**Directions:** Please copy out the full article on optical imaging for predicting heart attacks, word for word.

Optical imaging may be ‘game-changer’ for predicting heart attacks

A new optical-based imaging technique may change the way cardiologists predict future heart attacks.

Massachusetts General Hospital-led researchers developed an improved optical coherence tomography imaging method that can distinguish life-threatening coronary plaques from those that are less dangerous. The findings, shared in JACC: Cardiovascular Imaging, may arm physicians with new information critical to predicting and treating damage in the heart's major blood vessels.

“This research relies on the latest optical imaging techniques to systematically categorize plaques as indicators of coronary artery disease,” Behrouz Shabestari, PhD, director of the National Institute of Biomedical Imaging and Bioengineering program in Optical Imaging and Spectroscopy, said in a statement. “The technique could be a game-changer for cardiologists and their patients, offering refined insight into coronary arterial atherosclerotic lesions with quantifiable imaging data.”

Coronary artery disease is the most common type of heart disease in the U.S., occurring when atherosclerotic plaques accumulate inside the arteries, hardening them and restricting blood flow. Some plaques, however, are more prone to rupture, which can result in blood clots and heart attacks. Other coronary plaques, such as those involved in angina disease, may weaken heart function over time, but do not pose an immediate threat.

To gain a better understanding of the difference, the researchers analyzed the properties of coronary atherosclerotic plaques in 30 participants with coronary artery disease, looking for markers of instability. Twelve cardiac catheterizations—used to measure properties of the coronary artery wall—were performed on patients with a higher risk form of coronary artery disease, while 18 were conducted on patients with more stable symptoms.

After analyzing 342 cross-sectional plaque images and 244 pictures of high-risk and stable plaques, the researchers were able to separate images into seven different categories, ultimately allowing them to determine which were more likely to rupture.

“This is the first-in-human pilot study of intravascular polarimetry,” Brett Bouma, PhD, professor of dermatology and health sciences and technology at MGH, said in the statement, noting that fibrous caps of plaques that are more likely to rupture can now be reliably identified using the method. “Intravascular polarimetry may open new avenues for studying plaque composition and detecting high-risk patients,” Bouma added.

[Stored data]
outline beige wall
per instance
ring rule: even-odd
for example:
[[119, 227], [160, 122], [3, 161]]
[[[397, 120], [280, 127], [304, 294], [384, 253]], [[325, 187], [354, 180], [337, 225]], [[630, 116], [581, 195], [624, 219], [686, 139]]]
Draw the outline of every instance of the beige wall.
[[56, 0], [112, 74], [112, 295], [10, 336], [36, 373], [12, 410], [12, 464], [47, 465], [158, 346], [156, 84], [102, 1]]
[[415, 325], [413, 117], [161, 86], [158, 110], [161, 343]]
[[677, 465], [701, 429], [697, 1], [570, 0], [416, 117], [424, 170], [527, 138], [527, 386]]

* * *

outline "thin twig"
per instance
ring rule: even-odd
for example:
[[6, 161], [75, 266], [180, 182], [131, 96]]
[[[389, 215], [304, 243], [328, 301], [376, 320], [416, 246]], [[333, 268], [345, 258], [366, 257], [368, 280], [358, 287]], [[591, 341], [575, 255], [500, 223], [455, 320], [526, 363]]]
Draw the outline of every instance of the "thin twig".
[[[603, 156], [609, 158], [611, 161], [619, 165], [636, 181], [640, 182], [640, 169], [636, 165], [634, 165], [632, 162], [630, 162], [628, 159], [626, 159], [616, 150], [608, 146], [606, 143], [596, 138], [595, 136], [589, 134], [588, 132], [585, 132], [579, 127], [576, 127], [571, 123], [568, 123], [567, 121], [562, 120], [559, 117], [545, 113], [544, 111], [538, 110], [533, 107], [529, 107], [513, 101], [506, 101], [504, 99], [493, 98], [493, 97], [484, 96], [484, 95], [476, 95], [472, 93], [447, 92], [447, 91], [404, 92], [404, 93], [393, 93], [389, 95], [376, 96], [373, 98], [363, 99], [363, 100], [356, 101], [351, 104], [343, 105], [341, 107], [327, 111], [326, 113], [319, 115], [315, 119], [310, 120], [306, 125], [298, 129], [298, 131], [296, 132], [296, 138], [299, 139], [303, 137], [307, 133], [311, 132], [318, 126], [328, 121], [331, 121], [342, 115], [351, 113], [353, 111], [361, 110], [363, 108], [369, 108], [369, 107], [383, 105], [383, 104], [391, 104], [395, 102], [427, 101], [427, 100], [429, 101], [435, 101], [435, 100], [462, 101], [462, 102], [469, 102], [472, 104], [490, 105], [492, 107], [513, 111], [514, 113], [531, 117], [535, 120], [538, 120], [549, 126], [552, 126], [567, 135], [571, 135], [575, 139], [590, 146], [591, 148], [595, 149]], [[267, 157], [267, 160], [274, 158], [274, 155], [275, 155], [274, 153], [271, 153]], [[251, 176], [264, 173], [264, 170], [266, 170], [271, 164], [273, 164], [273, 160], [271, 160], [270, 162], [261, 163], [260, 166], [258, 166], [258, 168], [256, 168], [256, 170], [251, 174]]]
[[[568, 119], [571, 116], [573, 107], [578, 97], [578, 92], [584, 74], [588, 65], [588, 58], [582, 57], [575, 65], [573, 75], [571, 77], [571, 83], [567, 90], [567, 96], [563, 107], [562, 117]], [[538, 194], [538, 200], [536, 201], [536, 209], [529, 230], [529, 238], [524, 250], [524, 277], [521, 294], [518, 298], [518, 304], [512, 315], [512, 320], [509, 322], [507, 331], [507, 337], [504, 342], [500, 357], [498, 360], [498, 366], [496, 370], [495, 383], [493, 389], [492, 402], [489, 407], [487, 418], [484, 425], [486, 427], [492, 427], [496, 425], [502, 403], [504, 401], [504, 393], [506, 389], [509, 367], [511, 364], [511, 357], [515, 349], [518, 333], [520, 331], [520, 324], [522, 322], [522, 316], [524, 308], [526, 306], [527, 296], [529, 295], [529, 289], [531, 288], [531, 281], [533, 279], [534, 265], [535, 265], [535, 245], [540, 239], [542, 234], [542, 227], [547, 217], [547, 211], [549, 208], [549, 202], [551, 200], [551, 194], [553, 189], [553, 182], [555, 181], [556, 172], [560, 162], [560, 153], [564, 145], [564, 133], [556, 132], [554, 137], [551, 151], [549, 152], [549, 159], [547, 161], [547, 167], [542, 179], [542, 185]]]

**Answer to this exercise:**
Optical imaging may be ‘game-changer’ for predicting heart attacks

A new optical-based imaging technique may change the way cardiologists predict future heart attacks.

Massachusetts General Hospital-led researchers developed an improved optical coherence tomography imaging method that can distinguish life-threatening coronary plaques from those that are less dangerous. The findings, shared in JACC: Cardiovascular Imaging, may arm physicians with new information critical to predicting and treating damage in the heart's major blood vessels.

“This research relies on the latest optical imaging techniques to systematically categorize plaques as indicators of coronary artery disease,” Behrouz Shabestari, PhD, director of the National Institute of Biomedical Imaging and Bioengineering program in Optical Imaging and Spectroscopy, said in a statement. “The technique could be a game-changer for cardiologists and their patients, offering refined insight into coronary arterial atherosclerotic lesions with quantifiable imaging data.”

Coronary artery disease is the most common type of heart disease in the U.S., occurring when atherosclerotic plaques accumulate inside the arteries, hardening them and restricting blood flow. Some plaques, however, are more prone to rupture, which can result in blood clots and heart attacks. Other coronary plaques, such as those involved in angina disease, may weaken heart function over time, but do not pose an immediate threat.

To gain a better understanding of the difference, the researchers analyzed the properties of coronary atherosclerotic plaques in 30 participants with coronary artery disease, looking for markers of instability. Twelve cardiac catheterizations—used to measure properties of the coronary artery wall—were performed on patients with a higher risk form of coronary artery disease, while 18 were conducted on patients with more stable symptoms.

After analyzing 342 cross-sectional plaque images and 244 pictures of high-risk and stable plaques, the researchers were able to separate images into seven different categories, ultimately allowing them to determine which were more likely to rupture.

“This is the first-in-human pilot study of intravascular polarimetry,” Brett Bouma, PhD, professor of dermatology and health sciences and technology at MGH, said in the statement, noting that fibrous caps of plaques that are more likely to rupture can now be reliably identified using the method. “Intravascular polarimetry may open new avenues for studying plaque composition and detecting high-risk patients,” Bouma added.